→ TASKS
**a.** In the LangChain streaming guide, translate this sentence into Spanish: "These methods are designed to stream the final output in chunks, yielding each chunk as soon as it is available."
**b.** Write the next part of the LangChain streaming guide, beginning right after its final sentence.

→ TEXT FOR ANALYSIS
##############################

Streaming With LangChain

Streaming is critical in making applications based on LLMs feel responsive to end-users.

Important LangChain primitives like LLMs, parsers, prompts, retrievers, and agents implement the LangChain Runnable Interface.

This guide will show you how to use .stream() to stream the final output of the chain.

Using Stream

All Runnable objects implement a method called stream.

These methods are designed to stream the final output in chunks, yielding each chunk as soon as it is available.

Streaming is only possible if all steps in the program know how to process an input stream; i.e., process an input chunk one at a time, and yield a corresponding output chunk.

The complexity of this processing can vary, from straightforward tasks like emitting tokens produced by an LLM, to more challenging ones like streaming parts of JSON results before the entire JSON is complete.

The best place to start exploring streaming is with the single most important components in LLM apps – the models themselves!

LLMs and Chat Models

Large language models and their chat variants are the primary bottleneck in LLM based apps.

##############################

→ INFORMATION SHOWN
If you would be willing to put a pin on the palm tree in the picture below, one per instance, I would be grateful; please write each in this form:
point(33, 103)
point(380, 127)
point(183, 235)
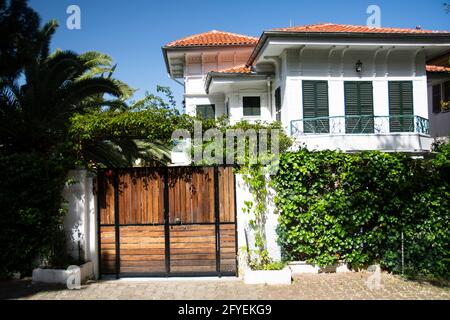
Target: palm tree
point(35, 114)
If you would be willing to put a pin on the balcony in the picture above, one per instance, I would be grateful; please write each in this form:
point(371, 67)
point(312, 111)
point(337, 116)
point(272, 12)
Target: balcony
point(360, 124)
point(363, 132)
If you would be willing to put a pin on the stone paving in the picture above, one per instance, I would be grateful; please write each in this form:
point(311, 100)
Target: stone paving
point(335, 286)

##############################

→ OUTPUTS FOR THE TASKS
**a.** Estos métodos están diseñados para transmitir la salida final en fragmentos, entregando cada fragmento tan pronto como esté disponible.

**b.**
Large language models can take several seconds to generate a complete response to a query. This is far slower than the ~200-300 ms threshold at which an application feels responsive to an end user.

The key strategy to make the application feel more responsive is to show intermediate progress; e.g., to stream the output from the model token by token.

final model = ChatOpenAI(apiKey: openAiApiKey);

final stream = model.stream(PromptValue.string('Hello! Tell me about yourself.'));
final chunks = <ChatResult>[];
await for (final chunk in stream) {
  chunks.add(chunk);
  stdout.write('${chunk.output.content}|');
}
// Hello|!| I| am| a| language| model| AI| created| by| Open|AI|,|...

Let’s have a look at one of the raw chunks:

print(chunks.first);
// ChatResult{
//   id: chatcmpl-9IHQvyTl9fyVmF7P6zamGaX1XAN6d,
//   output: AIChatMessage{
//     content: Hello,
//   },
//   finishReason: FinishReason.unspecified,
//   metadata: {
//     model: gpt-4o-mini,
//     created: 1714143945,
//     system_fingerprint: fp_3b956da36b
//   },
//   streaming: true
// }

We got back a ChatResult instance as usual, but containing only a part of the full response (Hello).

We can identify results that are streamed by checking the streaming field. The result objects are additive by design – one can simply add them up using the .concat() method to get the state of the response so far!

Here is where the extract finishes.